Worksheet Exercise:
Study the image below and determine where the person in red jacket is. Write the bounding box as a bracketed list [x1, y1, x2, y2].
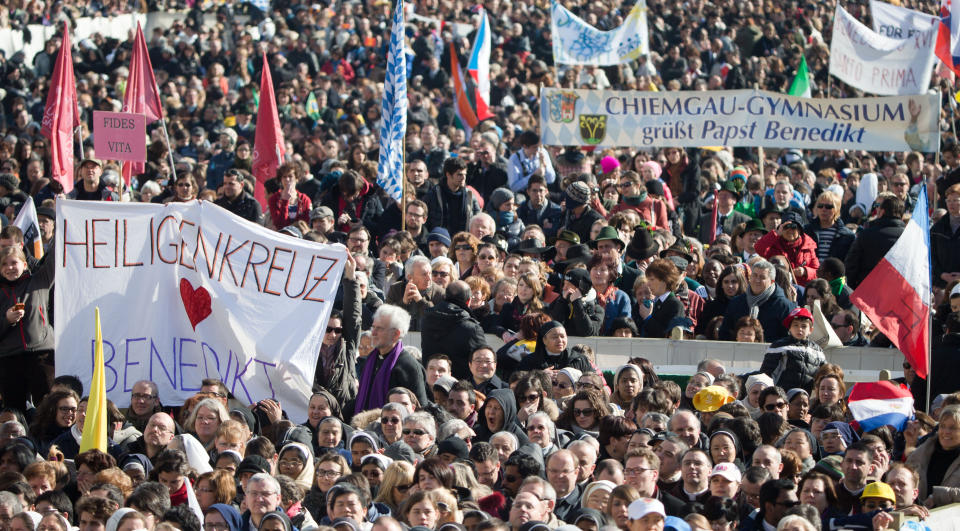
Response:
[267, 162, 312, 230]
[754, 210, 820, 286]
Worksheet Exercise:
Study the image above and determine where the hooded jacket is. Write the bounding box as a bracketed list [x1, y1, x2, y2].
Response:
[754, 231, 820, 286]
[420, 300, 487, 380]
[313, 278, 362, 404]
[474, 389, 530, 445]
[0, 250, 57, 357]
[518, 321, 594, 372]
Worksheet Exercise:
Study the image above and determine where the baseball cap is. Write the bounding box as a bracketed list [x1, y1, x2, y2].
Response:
[710, 463, 743, 483]
[627, 498, 667, 520]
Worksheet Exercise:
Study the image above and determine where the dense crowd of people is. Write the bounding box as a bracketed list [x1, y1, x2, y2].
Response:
[0, 0, 960, 531]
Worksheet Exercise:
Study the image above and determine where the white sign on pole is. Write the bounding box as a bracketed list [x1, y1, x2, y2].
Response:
[870, 0, 940, 39]
[830, 4, 937, 96]
[56, 200, 346, 419]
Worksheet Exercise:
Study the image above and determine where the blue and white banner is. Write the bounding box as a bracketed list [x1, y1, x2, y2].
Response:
[550, 0, 650, 66]
[540, 87, 940, 153]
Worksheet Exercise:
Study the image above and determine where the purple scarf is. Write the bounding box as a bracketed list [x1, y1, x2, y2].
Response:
[353, 341, 403, 415]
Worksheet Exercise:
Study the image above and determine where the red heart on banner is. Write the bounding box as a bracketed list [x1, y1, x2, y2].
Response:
[180, 278, 212, 330]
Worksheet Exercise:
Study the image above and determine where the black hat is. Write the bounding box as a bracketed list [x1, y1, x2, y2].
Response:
[624, 227, 658, 260]
[743, 219, 767, 234]
[780, 210, 803, 230]
[563, 267, 593, 294]
[237, 455, 270, 475]
[660, 238, 693, 263]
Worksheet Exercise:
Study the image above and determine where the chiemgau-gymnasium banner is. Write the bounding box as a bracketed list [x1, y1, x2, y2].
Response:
[540, 88, 940, 152]
[55, 200, 346, 418]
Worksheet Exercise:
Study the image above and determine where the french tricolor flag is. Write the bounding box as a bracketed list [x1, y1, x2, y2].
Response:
[850, 185, 931, 378]
[934, 0, 960, 75]
[847, 381, 913, 432]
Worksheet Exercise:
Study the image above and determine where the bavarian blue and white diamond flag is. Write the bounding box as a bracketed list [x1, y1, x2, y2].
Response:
[550, 0, 650, 66]
[377, 0, 407, 201]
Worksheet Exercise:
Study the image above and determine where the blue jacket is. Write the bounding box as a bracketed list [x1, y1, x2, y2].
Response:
[720, 286, 797, 342]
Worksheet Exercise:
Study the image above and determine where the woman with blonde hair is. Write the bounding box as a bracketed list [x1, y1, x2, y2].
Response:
[373, 461, 414, 514]
[803, 190, 855, 263]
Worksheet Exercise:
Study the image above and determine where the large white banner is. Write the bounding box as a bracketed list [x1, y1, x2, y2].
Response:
[550, 0, 649, 66]
[830, 4, 937, 96]
[55, 200, 346, 422]
[870, 0, 940, 39]
[540, 88, 940, 152]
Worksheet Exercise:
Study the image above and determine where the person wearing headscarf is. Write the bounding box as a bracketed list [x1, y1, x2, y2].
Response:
[519, 321, 593, 372]
[204, 503, 248, 531]
[277, 442, 314, 492]
[474, 389, 530, 444]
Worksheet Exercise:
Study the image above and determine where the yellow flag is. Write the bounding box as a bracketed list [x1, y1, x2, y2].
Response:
[80, 307, 107, 453]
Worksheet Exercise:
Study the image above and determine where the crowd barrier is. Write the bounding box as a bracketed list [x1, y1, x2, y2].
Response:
[403, 332, 903, 382]
[0, 12, 248, 66]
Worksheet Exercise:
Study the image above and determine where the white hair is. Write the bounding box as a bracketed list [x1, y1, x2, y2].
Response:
[373, 304, 410, 336]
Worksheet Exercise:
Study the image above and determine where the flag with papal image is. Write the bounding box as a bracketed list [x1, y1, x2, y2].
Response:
[377, 0, 407, 201]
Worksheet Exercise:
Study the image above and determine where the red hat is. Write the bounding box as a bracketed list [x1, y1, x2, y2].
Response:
[783, 306, 813, 328]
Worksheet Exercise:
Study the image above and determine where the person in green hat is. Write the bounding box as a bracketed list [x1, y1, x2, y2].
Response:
[590, 225, 640, 293]
[699, 179, 750, 243]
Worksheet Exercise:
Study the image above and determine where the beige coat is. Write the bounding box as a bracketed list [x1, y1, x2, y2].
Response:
[907, 435, 960, 501]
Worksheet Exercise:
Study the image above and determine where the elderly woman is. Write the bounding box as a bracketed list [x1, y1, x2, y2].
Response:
[267, 162, 311, 230]
[184, 398, 230, 451]
[803, 190, 856, 264]
[907, 405, 960, 501]
[636, 258, 686, 337]
[374, 461, 415, 514]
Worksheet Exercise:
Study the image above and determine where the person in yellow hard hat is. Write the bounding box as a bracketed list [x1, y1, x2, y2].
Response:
[693, 385, 736, 427]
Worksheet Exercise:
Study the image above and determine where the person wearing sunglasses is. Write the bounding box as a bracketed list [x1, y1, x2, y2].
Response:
[313, 253, 362, 410]
[803, 190, 856, 263]
[740, 479, 800, 531]
[557, 391, 610, 437]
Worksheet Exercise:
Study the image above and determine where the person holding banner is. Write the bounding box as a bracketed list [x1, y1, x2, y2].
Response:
[0, 241, 56, 411]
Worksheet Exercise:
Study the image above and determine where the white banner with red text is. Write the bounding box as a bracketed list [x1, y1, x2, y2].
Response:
[55, 200, 346, 419]
[540, 87, 940, 152]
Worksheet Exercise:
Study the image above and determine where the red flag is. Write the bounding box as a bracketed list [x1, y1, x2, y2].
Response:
[252, 52, 287, 208]
[123, 22, 163, 185]
[40, 23, 80, 193]
[709, 191, 720, 243]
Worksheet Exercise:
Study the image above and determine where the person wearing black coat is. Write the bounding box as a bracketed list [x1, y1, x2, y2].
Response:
[518, 321, 593, 372]
[844, 197, 906, 289]
[547, 268, 604, 337]
[720, 260, 797, 341]
[930, 187, 960, 288]
[420, 280, 487, 380]
[637, 258, 686, 337]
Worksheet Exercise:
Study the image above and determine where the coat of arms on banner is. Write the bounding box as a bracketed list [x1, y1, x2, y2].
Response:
[547, 92, 580, 124]
[580, 114, 607, 146]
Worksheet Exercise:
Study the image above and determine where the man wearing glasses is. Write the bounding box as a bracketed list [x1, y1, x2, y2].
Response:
[123, 380, 160, 433]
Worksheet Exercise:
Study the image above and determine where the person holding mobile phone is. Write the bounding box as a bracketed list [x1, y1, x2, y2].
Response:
[0, 241, 56, 411]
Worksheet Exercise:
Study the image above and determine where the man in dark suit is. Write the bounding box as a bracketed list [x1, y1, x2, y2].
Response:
[547, 450, 583, 522]
[699, 179, 750, 243]
[387, 256, 444, 331]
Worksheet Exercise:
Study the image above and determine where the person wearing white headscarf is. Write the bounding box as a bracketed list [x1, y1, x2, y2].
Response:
[277, 441, 314, 492]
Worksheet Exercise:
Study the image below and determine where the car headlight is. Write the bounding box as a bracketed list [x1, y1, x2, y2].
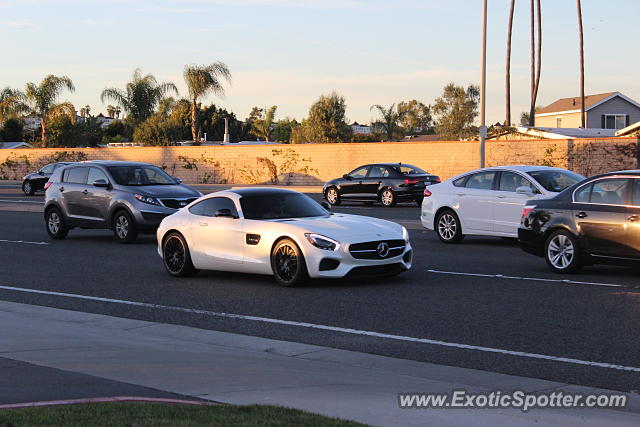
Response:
[304, 233, 340, 251]
[133, 194, 162, 206]
[402, 227, 409, 242]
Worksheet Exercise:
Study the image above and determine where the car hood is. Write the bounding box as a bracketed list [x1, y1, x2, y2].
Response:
[124, 184, 200, 198]
[277, 214, 402, 242]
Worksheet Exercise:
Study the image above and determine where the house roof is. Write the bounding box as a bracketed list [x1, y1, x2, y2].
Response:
[536, 92, 640, 116]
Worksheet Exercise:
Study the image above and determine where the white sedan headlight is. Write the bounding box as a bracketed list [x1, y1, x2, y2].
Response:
[402, 227, 409, 242]
[304, 233, 340, 251]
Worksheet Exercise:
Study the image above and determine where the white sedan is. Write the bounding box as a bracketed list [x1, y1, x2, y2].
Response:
[157, 188, 412, 286]
[421, 166, 584, 243]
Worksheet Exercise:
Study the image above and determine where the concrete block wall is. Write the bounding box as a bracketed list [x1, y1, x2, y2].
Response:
[0, 138, 639, 185]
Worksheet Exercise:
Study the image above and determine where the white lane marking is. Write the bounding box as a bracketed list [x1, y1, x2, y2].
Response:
[0, 239, 49, 245]
[0, 199, 44, 205]
[0, 285, 640, 372]
[427, 270, 629, 288]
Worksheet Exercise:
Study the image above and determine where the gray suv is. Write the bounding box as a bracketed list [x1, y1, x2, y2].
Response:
[44, 160, 202, 243]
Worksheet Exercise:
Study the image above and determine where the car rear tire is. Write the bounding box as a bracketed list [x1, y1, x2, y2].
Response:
[271, 239, 309, 287]
[45, 208, 69, 240]
[380, 188, 397, 208]
[22, 179, 35, 196]
[112, 210, 138, 243]
[435, 209, 464, 243]
[325, 187, 342, 206]
[544, 230, 582, 274]
[162, 231, 197, 277]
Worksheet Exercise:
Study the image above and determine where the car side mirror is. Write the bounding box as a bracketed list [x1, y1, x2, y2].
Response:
[516, 185, 534, 197]
[91, 179, 109, 188]
[213, 209, 237, 219]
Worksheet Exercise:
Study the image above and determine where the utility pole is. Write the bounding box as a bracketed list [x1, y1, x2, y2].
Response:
[480, 0, 487, 168]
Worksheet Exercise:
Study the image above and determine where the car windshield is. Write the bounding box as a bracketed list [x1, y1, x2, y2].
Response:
[240, 193, 329, 219]
[393, 165, 427, 175]
[528, 170, 584, 193]
[107, 165, 176, 186]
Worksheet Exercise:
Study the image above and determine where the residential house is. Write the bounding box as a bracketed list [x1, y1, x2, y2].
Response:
[535, 92, 640, 129]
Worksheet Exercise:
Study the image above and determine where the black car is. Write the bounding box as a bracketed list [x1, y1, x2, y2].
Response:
[22, 162, 71, 196]
[518, 170, 640, 273]
[323, 163, 440, 206]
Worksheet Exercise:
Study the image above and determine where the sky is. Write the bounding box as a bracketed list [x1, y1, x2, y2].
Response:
[0, 0, 640, 123]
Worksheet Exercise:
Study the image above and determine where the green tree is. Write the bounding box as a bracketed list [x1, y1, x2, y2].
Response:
[184, 62, 231, 141]
[251, 105, 278, 142]
[0, 86, 29, 126]
[24, 74, 75, 147]
[302, 92, 352, 143]
[0, 117, 24, 142]
[432, 83, 480, 140]
[398, 99, 433, 134]
[369, 104, 404, 141]
[100, 68, 178, 125]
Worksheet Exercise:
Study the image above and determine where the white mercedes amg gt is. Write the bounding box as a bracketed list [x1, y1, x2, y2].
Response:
[157, 188, 412, 286]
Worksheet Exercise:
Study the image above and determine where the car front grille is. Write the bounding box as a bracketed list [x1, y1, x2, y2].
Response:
[349, 239, 407, 259]
[160, 197, 197, 209]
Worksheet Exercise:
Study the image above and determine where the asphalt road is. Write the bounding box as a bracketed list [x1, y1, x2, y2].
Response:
[0, 189, 640, 391]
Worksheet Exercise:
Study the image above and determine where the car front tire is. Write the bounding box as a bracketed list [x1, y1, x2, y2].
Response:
[435, 209, 464, 243]
[45, 208, 69, 240]
[271, 239, 309, 287]
[544, 230, 582, 274]
[112, 210, 138, 243]
[22, 179, 35, 196]
[162, 232, 197, 277]
[325, 187, 342, 206]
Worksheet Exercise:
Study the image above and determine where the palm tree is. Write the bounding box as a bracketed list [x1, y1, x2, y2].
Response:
[0, 86, 29, 126]
[100, 68, 178, 123]
[576, 0, 587, 129]
[369, 104, 405, 141]
[184, 61, 231, 141]
[25, 74, 75, 147]
[251, 105, 278, 142]
[504, 0, 516, 126]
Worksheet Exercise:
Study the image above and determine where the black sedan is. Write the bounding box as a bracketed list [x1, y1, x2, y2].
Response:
[323, 163, 440, 206]
[518, 170, 640, 273]
[22, 162, 70, 196]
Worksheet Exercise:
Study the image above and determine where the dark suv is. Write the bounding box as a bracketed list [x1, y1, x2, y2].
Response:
[44, 161, 202, 243]
[323, 163, 440, 206]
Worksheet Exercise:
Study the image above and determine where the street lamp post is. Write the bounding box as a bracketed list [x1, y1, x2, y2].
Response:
[480, 0, 487, 168]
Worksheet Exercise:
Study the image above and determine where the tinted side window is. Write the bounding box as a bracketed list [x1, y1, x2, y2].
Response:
[349, 166, 369, 179]
[87, 168, 109, 184]
[574, 184, 592, 203]
[189, 197, 238, 216]
[498, 172, 535, 193]
[63, 168, 88, 184]
[591, 179, 629, 205]
[466, 172, 496, 190]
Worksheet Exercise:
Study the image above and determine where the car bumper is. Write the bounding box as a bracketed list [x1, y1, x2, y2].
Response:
[305, 242, 413, 279]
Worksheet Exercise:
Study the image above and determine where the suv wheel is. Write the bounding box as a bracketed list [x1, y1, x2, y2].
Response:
[22, 179, 35, 196]
[112, 211, 138, 243]
[45, 208, 69, 240]
[162, 232, 197, 277]
[544, 230, 582, 273]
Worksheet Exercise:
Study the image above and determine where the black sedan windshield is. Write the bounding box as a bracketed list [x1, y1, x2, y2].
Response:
[240, 193, 328, 219]
[529, 170, 584, 193]
[107, 165, 176, 186]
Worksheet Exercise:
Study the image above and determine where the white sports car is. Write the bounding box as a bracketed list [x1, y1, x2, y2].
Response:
[157, 188, 412, 286]
[421, 166, 584, 243]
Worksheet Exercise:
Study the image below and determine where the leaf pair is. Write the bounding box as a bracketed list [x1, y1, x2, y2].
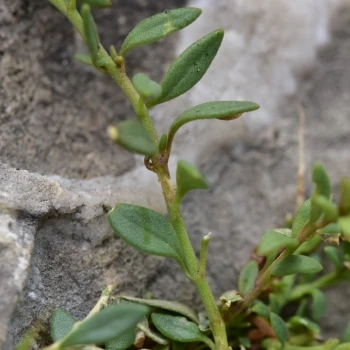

━━━━━━

__Given exercise__: Can you rewrite everything in the listing above, from its first line down to the line containing "[754, 210, 820, 286]", as a Markdown table with the columns Row and Line? Skip blank lines and leave the pictures out.

__Finished exercise__:
| Row | Line |
|---|---|
| 1 | Worksheet Exercise: |
| 2 | Study the image below and determine where the person in red jacket is. Write the bounding box as a bracketed list [x1, y1, x2, y2]. |
| 3 | Response: |
| 4 | [267, 162, 312, 230] |
| 5 | [754, 210, 820, 286] |